◆ Task set
A: Please edit the Batistuta profile, starting with "- 1990–1991: Boca" and going on through "Argentina / 78 / (56)", and replace "Roma" with "AS Roma".
B: Name every club in the senior career section of the Batistuta profile.

◆ Supplied passage
::::::

Personal information
- Full name: Gabriel Omar Batistuta
- Date of birth: 1 February 1969 (age 57)
- Place of birth: Reconquista, Santa Fe, Argentina
- Height: 1.85 m (6 ft 1 in)
- Position: Striker

Youth career
- 1987–1989: Newell's Old Boys
- 1982: → Sportivo Italiano (loan)

Senior career*
- Years: Team / Apps / (Gls)
- 1988–1989: Newell's Old Boys / 24 / (7)
- 1989–1990: River Plate / 21 / (4)
- 1990–1991: Boca Juniors / 34 / (13)
- 1991–2000: Fiorentina / 269 / (168)
- 2000–2003: Roma / 63 / (30)
- 2003: → Inter Milan (loan) / 12 / (2)
- 2003–2005: Al-Arabi / 21 / (25)
- Total:  / 444 / (248)

International career
- 1991–2002: Argentina / 78 / (56)

Medal record
Men's football
Representing Argentina
Copa América
| Winner | 1991 Chile |  |
| Winner | 1993 Ecuador |  |
CONMEBOL–UEFA Cup of Champions
| Winner | 1993 Argentina |  |
FIFA Confederations Cup
| Winner | 1992 Saudi Arabia |  |
| Runner-up | 1995 Saudi Arabia |  |

= Gabriel Batistuta =

Argentine footballer (born 1969)

::::::

Saved entries:
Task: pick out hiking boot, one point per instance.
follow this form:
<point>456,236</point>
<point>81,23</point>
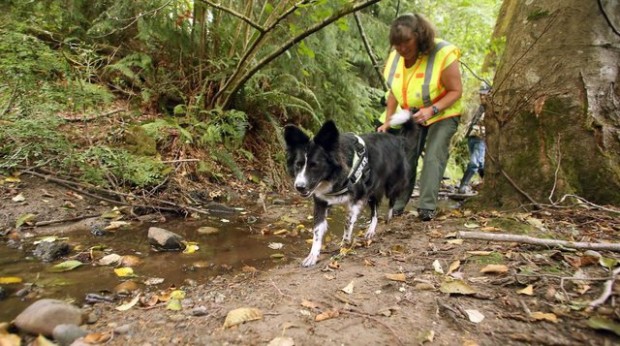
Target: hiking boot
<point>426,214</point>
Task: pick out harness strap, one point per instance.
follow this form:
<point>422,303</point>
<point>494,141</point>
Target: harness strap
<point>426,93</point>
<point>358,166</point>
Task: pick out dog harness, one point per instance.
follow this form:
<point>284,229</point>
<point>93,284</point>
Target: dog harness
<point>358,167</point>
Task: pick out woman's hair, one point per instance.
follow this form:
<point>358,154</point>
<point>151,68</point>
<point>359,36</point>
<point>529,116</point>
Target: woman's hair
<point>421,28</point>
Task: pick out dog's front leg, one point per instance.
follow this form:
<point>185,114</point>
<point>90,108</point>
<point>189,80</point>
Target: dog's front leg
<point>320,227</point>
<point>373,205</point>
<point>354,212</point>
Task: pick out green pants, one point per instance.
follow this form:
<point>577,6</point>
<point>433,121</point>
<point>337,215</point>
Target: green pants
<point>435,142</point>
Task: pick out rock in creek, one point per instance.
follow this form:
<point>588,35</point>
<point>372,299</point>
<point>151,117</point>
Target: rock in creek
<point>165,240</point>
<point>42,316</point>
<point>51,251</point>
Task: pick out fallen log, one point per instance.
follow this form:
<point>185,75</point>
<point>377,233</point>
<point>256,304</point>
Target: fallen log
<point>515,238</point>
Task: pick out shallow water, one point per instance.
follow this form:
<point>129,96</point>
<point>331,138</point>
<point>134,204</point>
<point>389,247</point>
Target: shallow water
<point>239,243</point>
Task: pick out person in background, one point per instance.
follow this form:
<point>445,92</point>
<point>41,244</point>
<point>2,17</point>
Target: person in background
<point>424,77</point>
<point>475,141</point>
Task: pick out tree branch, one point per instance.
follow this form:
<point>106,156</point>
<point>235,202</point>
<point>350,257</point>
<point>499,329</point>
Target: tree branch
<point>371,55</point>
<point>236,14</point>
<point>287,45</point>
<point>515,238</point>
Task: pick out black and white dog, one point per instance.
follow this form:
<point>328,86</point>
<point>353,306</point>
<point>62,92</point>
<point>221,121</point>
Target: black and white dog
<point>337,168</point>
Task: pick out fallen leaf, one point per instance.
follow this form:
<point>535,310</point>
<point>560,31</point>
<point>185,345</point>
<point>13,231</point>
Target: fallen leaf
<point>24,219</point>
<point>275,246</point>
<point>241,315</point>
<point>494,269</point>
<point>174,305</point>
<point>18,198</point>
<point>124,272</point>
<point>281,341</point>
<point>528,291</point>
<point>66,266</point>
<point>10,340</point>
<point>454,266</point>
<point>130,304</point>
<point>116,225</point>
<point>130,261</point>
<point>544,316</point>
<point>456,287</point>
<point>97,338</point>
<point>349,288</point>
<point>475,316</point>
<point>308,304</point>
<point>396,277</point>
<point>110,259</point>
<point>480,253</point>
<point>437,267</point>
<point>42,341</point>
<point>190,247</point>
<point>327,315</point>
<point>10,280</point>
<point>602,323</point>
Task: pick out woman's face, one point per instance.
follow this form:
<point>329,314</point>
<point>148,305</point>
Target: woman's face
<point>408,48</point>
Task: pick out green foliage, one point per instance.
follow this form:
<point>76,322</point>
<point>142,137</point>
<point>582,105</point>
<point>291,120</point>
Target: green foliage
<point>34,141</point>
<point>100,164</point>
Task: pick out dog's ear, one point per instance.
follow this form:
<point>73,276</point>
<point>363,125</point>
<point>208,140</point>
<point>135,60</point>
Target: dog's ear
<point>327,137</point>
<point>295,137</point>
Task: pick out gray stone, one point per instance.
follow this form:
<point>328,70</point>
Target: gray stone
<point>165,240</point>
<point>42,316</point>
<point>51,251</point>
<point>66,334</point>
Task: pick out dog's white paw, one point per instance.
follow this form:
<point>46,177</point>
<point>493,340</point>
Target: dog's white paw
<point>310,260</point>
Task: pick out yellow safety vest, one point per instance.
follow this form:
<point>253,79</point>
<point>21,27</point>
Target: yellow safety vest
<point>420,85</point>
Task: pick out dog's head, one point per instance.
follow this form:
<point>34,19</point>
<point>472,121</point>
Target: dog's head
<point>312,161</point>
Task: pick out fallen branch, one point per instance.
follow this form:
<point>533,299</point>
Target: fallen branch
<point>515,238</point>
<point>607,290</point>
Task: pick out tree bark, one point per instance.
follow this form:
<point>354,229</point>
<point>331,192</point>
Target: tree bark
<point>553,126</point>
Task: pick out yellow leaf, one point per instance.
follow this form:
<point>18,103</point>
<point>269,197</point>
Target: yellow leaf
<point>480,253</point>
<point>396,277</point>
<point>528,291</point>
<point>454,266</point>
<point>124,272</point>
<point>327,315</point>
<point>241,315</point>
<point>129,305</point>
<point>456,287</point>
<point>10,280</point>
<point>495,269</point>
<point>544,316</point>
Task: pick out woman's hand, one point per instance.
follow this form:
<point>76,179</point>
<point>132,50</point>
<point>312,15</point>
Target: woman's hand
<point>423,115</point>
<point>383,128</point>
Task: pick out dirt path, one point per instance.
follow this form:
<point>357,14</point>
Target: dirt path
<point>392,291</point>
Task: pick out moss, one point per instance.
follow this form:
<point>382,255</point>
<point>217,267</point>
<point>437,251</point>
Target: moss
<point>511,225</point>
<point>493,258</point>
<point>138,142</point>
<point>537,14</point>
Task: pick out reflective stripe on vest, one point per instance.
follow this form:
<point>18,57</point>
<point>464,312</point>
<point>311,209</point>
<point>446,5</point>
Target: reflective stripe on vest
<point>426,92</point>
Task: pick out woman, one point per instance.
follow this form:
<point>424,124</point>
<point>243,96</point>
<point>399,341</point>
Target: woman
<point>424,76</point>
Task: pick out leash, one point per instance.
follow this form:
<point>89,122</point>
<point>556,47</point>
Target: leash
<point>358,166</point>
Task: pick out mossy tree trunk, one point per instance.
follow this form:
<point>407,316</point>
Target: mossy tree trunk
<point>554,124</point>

::::::

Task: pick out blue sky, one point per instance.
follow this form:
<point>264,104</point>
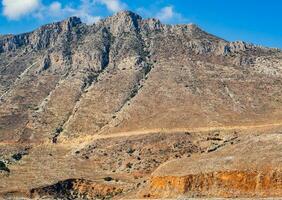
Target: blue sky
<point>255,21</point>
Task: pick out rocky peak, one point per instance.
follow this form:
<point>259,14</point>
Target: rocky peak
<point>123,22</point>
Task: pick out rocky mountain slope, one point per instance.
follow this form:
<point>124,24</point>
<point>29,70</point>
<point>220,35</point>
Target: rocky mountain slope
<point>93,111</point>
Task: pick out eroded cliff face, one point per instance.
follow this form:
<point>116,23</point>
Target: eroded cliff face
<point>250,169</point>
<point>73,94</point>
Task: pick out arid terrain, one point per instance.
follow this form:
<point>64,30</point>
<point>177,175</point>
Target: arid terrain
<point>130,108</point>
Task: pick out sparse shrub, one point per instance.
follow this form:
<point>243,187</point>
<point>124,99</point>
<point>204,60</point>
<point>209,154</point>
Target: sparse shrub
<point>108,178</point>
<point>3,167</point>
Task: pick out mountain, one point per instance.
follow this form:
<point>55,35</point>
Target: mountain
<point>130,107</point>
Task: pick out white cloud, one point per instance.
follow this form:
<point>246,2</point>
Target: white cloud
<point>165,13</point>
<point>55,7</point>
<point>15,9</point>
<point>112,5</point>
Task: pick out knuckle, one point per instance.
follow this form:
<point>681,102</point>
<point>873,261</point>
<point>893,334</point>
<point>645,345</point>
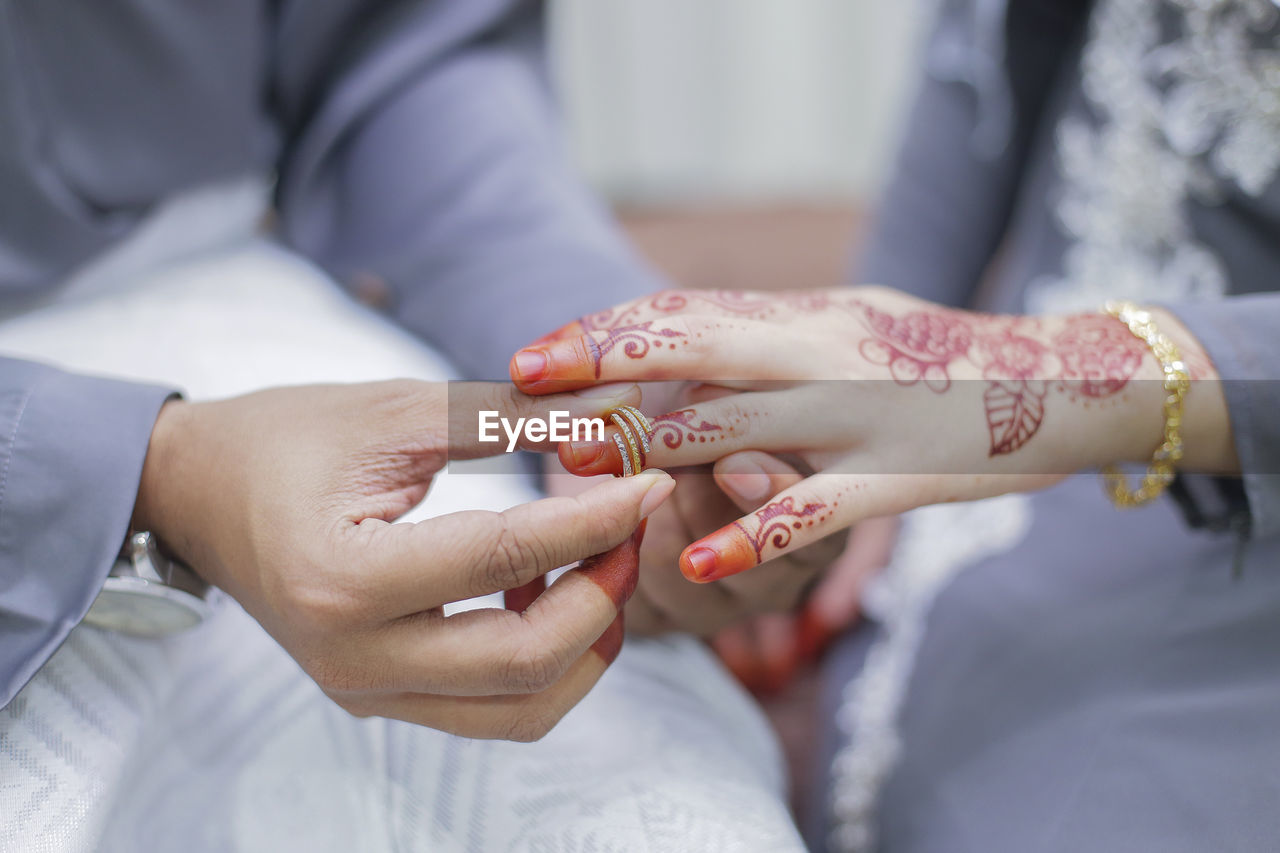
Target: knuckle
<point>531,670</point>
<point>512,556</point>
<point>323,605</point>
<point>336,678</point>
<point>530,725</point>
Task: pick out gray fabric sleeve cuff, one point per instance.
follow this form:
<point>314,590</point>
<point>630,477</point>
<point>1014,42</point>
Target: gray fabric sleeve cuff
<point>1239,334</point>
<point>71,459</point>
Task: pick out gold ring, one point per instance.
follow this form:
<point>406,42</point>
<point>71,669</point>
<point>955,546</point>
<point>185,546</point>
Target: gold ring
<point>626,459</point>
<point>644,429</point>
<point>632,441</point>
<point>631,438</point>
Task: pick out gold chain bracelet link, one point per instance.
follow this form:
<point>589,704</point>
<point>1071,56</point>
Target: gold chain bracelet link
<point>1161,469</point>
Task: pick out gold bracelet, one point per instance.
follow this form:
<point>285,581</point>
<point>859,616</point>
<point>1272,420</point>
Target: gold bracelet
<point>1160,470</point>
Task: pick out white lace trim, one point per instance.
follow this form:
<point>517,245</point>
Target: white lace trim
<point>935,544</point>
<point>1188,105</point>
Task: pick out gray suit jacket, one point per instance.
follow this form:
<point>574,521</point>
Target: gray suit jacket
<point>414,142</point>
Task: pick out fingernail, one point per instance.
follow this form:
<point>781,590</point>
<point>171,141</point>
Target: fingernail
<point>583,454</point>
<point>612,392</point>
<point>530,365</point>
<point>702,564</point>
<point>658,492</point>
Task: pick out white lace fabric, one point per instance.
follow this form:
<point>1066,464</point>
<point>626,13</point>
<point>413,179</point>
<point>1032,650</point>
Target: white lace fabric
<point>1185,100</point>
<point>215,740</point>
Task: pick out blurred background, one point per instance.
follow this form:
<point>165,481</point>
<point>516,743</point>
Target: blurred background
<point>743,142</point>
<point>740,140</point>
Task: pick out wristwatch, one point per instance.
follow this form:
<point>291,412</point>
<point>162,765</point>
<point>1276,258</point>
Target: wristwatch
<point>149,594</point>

::::::

◆ Solutions in order
A:
- 1990–1991: Boca Juniors / 34 / (13)
- 1991–2000: Fiorentina / 269 / (168)
- 2000–2003: AS Roma / 63 / (30)
- 2003: → Inter Milan (loan) / 12 / (2)
- 2003–2005: Al-Arabi / 21 / (25)
- Total:  / 444 / (248)

International career
- 1991–2002: Argentina / 78 / (56)

B: Newell's Old Boys, River Plate, Boca Juniors, Fiorentina, Roma, Inter Milan, Al-Arabi